TASK REQUIREMENTS: Rewrite everything in the listing below, from its start down to the line containing "[(582, 370)]", both ends included and requests kept. Multiply each pixel coordinate in the answers by 1.65, round it to a whole number with halves going up, and leave the pictures out.
[start]
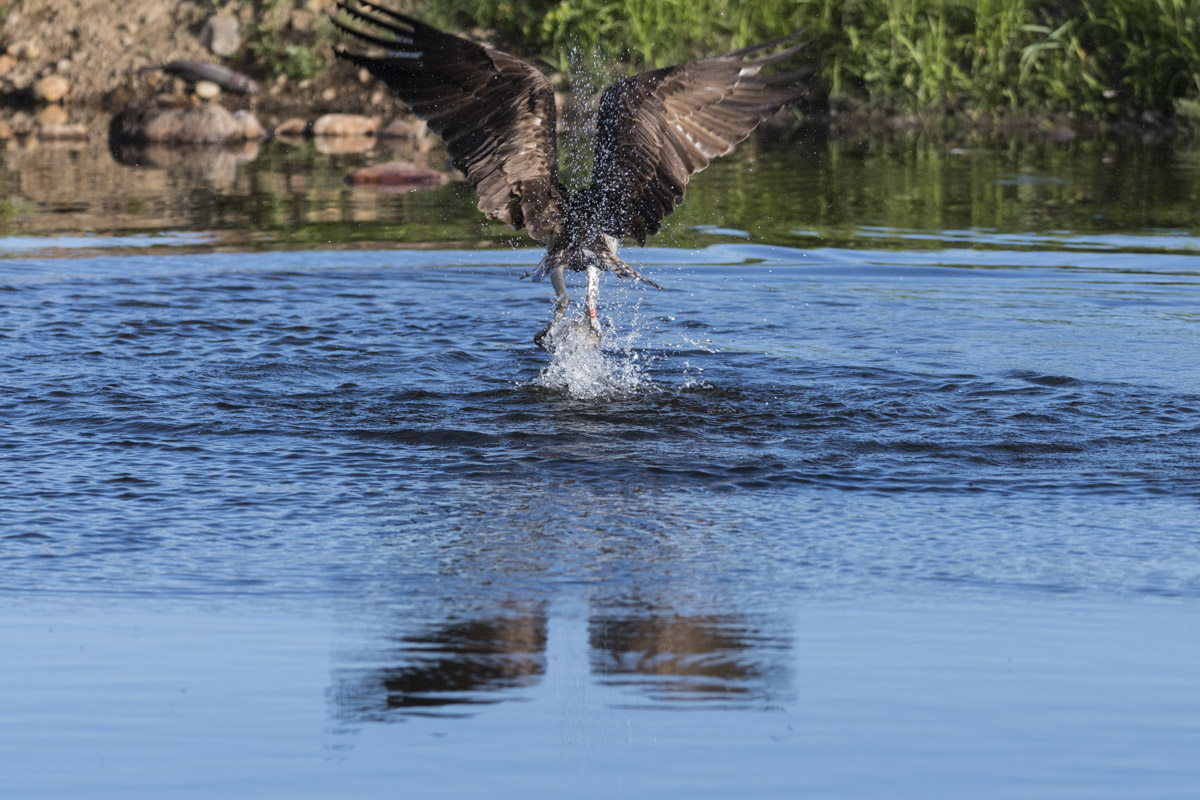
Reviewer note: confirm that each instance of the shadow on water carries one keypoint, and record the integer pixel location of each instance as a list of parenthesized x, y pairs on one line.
[(881, 371)]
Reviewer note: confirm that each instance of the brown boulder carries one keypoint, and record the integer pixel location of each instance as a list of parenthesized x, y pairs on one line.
[(331, 125), (51, 115), (51, 89), (76, 132), (292, 127)]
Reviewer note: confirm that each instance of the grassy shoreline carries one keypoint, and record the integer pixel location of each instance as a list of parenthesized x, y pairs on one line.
[(1080, 59)]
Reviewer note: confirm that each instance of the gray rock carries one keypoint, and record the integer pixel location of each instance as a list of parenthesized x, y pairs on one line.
[(220, 34)]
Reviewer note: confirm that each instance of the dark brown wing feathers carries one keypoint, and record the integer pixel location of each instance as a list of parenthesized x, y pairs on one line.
[(658, 128), (495, 112), (498, 119)]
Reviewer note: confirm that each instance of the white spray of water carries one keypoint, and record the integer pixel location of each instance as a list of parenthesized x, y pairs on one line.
[(582, 370)]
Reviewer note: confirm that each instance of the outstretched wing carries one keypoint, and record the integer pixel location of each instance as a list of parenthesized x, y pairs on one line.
[(495, 112), (658, 128)]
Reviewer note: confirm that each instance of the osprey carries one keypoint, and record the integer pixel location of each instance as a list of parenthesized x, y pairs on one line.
[(498, 119)]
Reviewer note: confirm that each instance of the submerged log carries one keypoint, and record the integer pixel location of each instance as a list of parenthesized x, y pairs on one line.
[(208, 124), (399, 175), (195, 71)]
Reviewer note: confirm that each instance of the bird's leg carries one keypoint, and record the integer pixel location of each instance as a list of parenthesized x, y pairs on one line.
[(591, 300), (556, 280)]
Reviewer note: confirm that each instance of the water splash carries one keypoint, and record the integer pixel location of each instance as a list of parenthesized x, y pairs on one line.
[(581, 370)]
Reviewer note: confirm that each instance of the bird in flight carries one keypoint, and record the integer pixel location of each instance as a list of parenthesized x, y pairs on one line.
[(498, 119)]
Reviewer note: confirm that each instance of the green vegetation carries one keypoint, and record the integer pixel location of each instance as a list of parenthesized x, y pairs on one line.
[(273, 47), (1089, 58)]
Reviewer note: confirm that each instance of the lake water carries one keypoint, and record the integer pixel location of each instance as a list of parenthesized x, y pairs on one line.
[(893, 492)]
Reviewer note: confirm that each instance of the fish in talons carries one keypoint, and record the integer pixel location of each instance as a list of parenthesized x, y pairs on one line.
[(499, 121)]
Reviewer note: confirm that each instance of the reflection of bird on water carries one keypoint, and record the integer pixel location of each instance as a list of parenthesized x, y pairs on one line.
[(498, 119)]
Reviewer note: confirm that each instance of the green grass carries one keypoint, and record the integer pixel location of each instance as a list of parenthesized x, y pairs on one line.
[(1087, 58)]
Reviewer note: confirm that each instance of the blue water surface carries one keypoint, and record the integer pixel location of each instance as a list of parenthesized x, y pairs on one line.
[(827, 521)]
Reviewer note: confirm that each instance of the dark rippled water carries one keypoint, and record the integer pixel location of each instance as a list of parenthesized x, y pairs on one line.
[(888, 511)]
[end]
COMPLETE ANSWER:
Reviewer note: confirm that each instance of the shadow on water carries one keypoint, and record the integer pixel location of each instance as a list of parenthesized x, y pairs on one line.
[(1454, 612)]
Reviewer note: confirm that each instance of the brown boulder carries one keypoint, and record the integer pixel location of each instance as a list of parenthesized x, y pairs on one line.
[(546, 206), (84, 190), (84, 147), (125, 218), (482, 210)]
Reviewer note: confirm that each instance of the grassy shoreline carries one keypoint, and record the integer pixel location of each instance as a list of parenthesized x, y pairs on one line.
[(1782, 97)]
Reviewer note: confirm that each instance of the gray rock carries one keypoint, and record the integer pixel location of each instance as a list of parenthesized x, y pairs on one line.
[(363, 56)]
Reviewer note: confirm that each instance of the dark brown wing feathers carries one keypoint, and record the integer pixel location of each instance as a list of parenthesized x, y pairs on one line.
[(1086, 211), (817, 185), (822, 196)]
Reviewer note: confirm that each instance of the white spray of water carries one keypoint, and record the integer pixel location of each instance as a list of parenthesized x, y pairs on one line.
[(960, 611)]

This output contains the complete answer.